▸ What this task involves: Express the lines of the records starting at the one containing "Target: metal post" and ending at the one containing "[(342, 16), (467, 22), (8, 242)]", both included, as a JSON list of strings with one string per line. Leave out any blank lines.

▸ Data records:
--------------------------------------------------

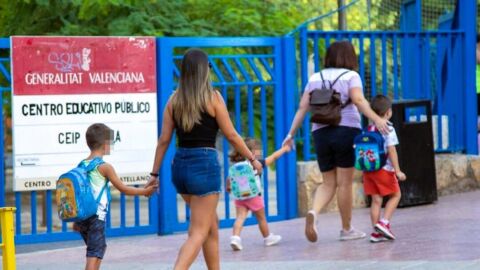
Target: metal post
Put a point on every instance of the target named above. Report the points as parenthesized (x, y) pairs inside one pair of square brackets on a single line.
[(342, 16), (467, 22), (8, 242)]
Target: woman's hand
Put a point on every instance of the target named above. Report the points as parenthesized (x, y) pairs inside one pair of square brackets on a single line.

--------------------------------------------------

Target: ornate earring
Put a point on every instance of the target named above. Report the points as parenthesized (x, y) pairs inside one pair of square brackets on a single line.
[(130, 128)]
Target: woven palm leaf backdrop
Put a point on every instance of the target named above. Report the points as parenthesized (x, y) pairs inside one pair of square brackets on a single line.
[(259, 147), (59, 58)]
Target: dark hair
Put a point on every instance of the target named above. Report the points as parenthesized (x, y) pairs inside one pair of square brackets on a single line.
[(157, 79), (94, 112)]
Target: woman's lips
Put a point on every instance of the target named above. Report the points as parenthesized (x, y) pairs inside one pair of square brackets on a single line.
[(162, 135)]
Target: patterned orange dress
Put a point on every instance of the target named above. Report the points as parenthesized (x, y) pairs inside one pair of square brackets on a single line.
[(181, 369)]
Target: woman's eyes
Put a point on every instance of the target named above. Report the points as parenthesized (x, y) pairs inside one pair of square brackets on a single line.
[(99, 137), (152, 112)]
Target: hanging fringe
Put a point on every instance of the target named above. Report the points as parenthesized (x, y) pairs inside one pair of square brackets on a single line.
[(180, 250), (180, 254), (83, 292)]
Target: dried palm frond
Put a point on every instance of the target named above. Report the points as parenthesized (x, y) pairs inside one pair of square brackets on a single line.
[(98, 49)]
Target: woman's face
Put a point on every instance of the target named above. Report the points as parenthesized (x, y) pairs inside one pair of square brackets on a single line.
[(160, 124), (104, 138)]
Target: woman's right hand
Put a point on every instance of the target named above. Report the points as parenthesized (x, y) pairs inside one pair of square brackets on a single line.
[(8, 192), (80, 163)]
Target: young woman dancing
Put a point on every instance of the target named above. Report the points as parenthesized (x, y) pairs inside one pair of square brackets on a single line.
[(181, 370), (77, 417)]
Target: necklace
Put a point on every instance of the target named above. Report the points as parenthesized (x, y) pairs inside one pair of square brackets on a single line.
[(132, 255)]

--------------------------------------------------

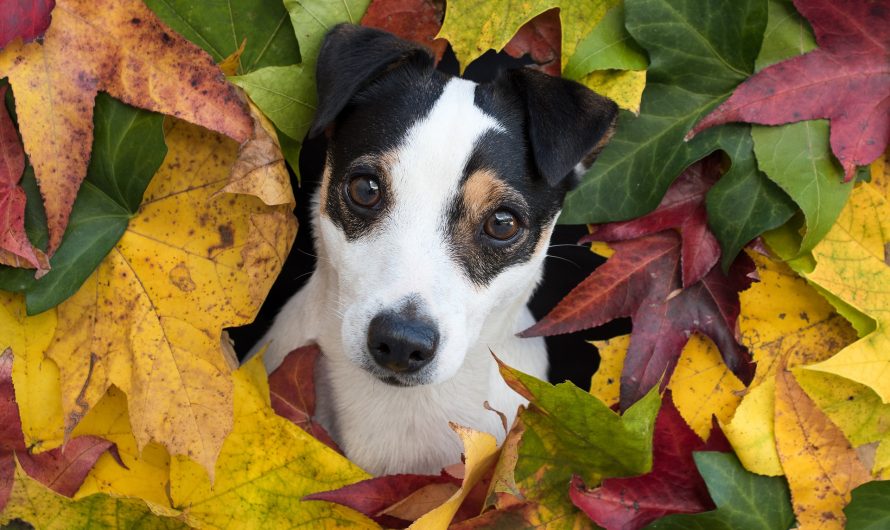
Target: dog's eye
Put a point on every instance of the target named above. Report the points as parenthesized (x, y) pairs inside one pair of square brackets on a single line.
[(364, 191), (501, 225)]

--------------------------------------------------

▸ Finished answer:
[
  "Target: metal post",
  "Put a point on every instance of the target named above. Report the points as parenthesized (x, y) pairs inside one pair of square brackets on a single line.",
  "[(342, 16), (467, 22), (8, 242)]"
]